─── DATA

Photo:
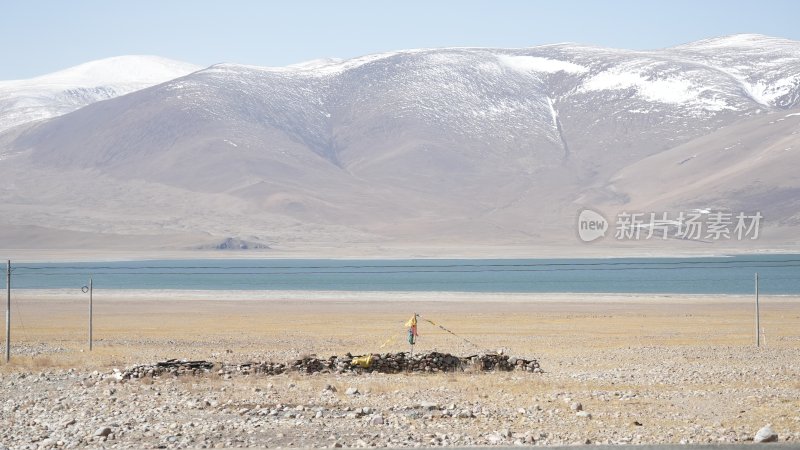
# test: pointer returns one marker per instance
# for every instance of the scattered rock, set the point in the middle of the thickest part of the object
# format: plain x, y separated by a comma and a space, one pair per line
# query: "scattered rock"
766, 434
376, 420
102, 432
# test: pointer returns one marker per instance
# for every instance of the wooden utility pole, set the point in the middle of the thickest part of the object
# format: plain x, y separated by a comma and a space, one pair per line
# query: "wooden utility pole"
758, 317
91, 316
8, 310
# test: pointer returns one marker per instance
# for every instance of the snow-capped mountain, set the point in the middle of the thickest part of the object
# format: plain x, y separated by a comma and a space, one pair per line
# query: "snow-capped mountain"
55, 94
462, 145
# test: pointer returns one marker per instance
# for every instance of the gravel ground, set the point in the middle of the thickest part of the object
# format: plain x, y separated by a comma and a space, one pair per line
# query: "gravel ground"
689, 395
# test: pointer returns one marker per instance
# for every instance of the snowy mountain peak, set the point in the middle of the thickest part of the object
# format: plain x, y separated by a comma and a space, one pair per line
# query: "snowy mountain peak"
58, 93
740, 41
130, 69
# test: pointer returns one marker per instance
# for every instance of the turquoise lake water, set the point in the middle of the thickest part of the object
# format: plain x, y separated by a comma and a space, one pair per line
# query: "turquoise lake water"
779, 274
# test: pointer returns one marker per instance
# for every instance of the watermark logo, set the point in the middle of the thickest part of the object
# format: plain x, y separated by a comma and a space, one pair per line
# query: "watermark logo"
702, 225
591, 225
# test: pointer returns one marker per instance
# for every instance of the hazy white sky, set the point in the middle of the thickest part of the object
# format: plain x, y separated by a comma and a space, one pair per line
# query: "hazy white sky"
38, 37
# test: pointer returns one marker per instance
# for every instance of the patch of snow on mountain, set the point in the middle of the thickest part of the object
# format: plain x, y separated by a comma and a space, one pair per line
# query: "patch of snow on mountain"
673, 90
538, 64
58, 93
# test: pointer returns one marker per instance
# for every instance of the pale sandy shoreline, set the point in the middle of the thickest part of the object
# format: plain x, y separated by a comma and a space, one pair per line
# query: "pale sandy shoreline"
685, 368
398, 252
411, 296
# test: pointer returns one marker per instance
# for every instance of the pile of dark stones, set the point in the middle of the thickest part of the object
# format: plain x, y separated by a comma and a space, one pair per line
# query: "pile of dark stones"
377, 362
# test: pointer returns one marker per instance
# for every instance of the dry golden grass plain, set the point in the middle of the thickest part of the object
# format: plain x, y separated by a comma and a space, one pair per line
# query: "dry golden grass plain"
130, 326
686, 367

──────

[EXERCISE AIM]: Print every record exactly without the images.

[EXERCISE RESULT]:
Photo:
# test: pointer returns one marker per instance
# for every instance of the scattered rock, set the point in the middle of the thickest part of the object
# format: plain x, y separated by a comma and a space, one pair per line
# query: "scattered rock"
766, 434
376, 420
102, 432
# test: pointer returns one marker per instance
# for every instance of the wooden utility pole, set the point in the middle of the thickest part of the object
# format: plain x, y separated by a comma and a space, one pair per line
# query: "wooden utility pole"
758, 317
91, 316
8, 310
# test: pointer returns one marker per instance
# for every instance of the snow-capped mountain, set the point in the middle of the thickest part of the object
# format: plain x, y separated by a comma and a space, one pair per line
# query: "snow-capped mountain"
55, 94
462, 145
# test: pointer returns one marker per instance
# for every instance of the gravel ground, set the point in the middle of the thickest part of the object
# format: plain x, y separated by a comma and a space, one pair per line
# query: "gravel ground"
689, 395
# test: pointer returns one marker per instance
# for every instance of the snowy mountain peak, set the point in the middle of the thickest part of the object
# format: plain x, y separated by a comma and a space, one pair per line
# query: "snowy mountain peak"
58, 93
740, 41
130, 69
# test: pointer returns one marker per instance
# for every instance of the turquoise lake water, set the point in the middle of the thickest part of the object
# format: plain x, y separated by a comma and a space, one pair per line
# query: "turquoise lake water"
779, 274
# test: pointer returns one marker per instance
# for every instance of the watermark logo, set the point in the middle of the thickest part of the object
# format: plain x, y separated by a comma and a space, one pair per line
# query: "watermark logo"
702, 225
591, 225
# test: pointer returns one marker per instance
# for every instance of the hazy white sky, set the point in the middle of the thickest part of the object
# format: plain x, y separated by a comma and a space, one pair per line
# query: "hazy white sky"
38, 37
# test: pointer returns one marker per instance
# for every instance of the patch of snow on mountain, set the point in the middle of the thickest part of the object
# format: plain x, y separated by a comma and a space, one pair per line
# query: "patch of snow on mountain"
673, 90
538, 64
58, 93
# test: pointer returns one marker per instance
# for every instance of the pale sandy shoreline, set the point in the middle of the thickest part of the object
# format: plain x, y separated by a comma and a space, one pair per line
# query: "pale sandy shoreline"
685, 368
398, 252
411, 296
# test: pointer returns one marker per instance
# for every instance of the pile of dark stones, set the point in the middle of the thickest part of the object
# format: plain x, y separated by a comma and a space, one pair per line
# query: "pile of dark stones"
377, 362
# test: pointer returns one marker per instance
# for every instance of the dry golden grass plain, set the point in the middle of the thickest part of the object
# format: plain x, y separated by a comma and a space, one pair per line
# query: "dry golden grass plain"
130, 326
686, 367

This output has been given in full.